--- INSTRUCTIONS FOR THE TASK ---
Select every line below that contains the word "Pick", and copy each one out.

- - - - - - -

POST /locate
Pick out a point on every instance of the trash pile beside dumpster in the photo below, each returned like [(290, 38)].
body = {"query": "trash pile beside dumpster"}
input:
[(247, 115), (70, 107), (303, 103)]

- - - - - - -

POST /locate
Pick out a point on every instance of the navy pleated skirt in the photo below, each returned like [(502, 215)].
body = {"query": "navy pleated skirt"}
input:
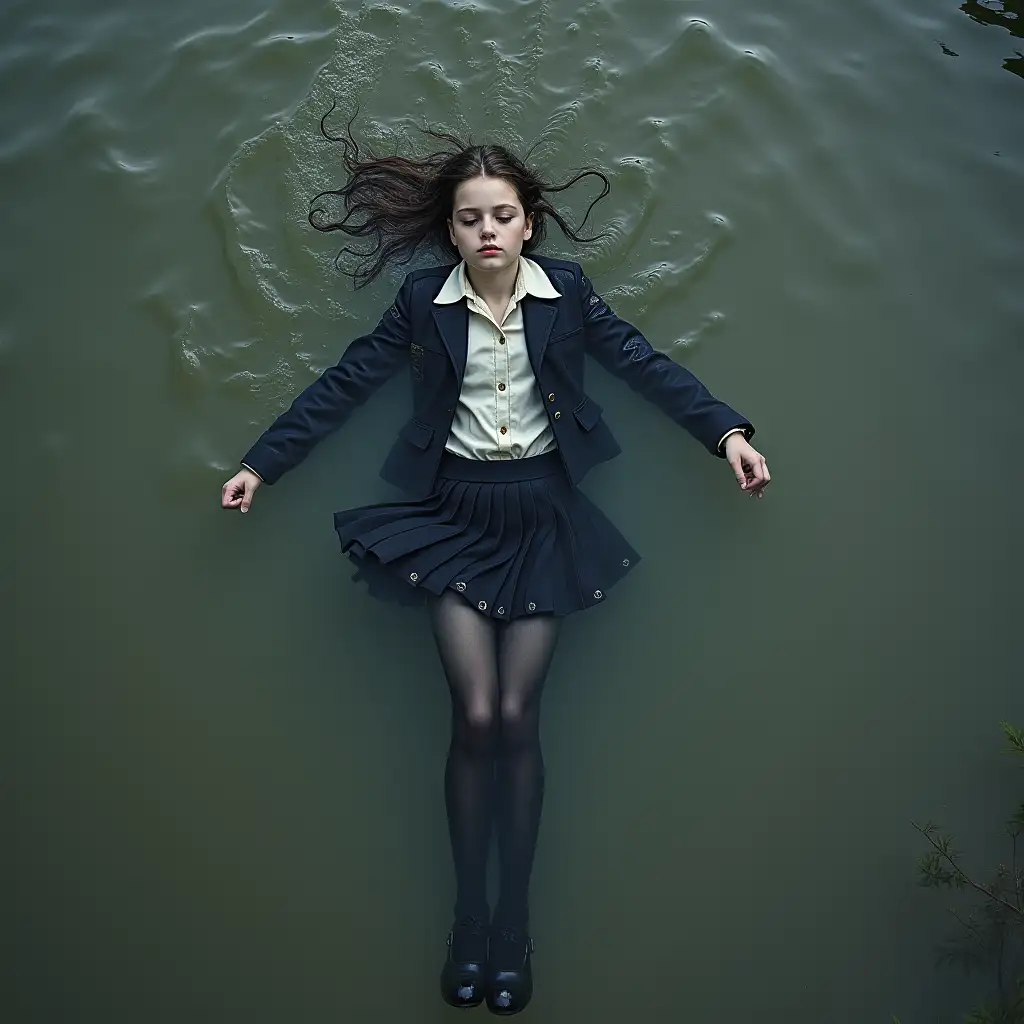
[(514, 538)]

- - - - - - -

--- TASK OUTPUT ---
Pick out a point on every instance of the trash pile beside dumpster in the photo below, each returned like [(290, 38)].
Pick out a point on every instance of the navy pleated skirt in the photo below, each returned like [(502, 215)].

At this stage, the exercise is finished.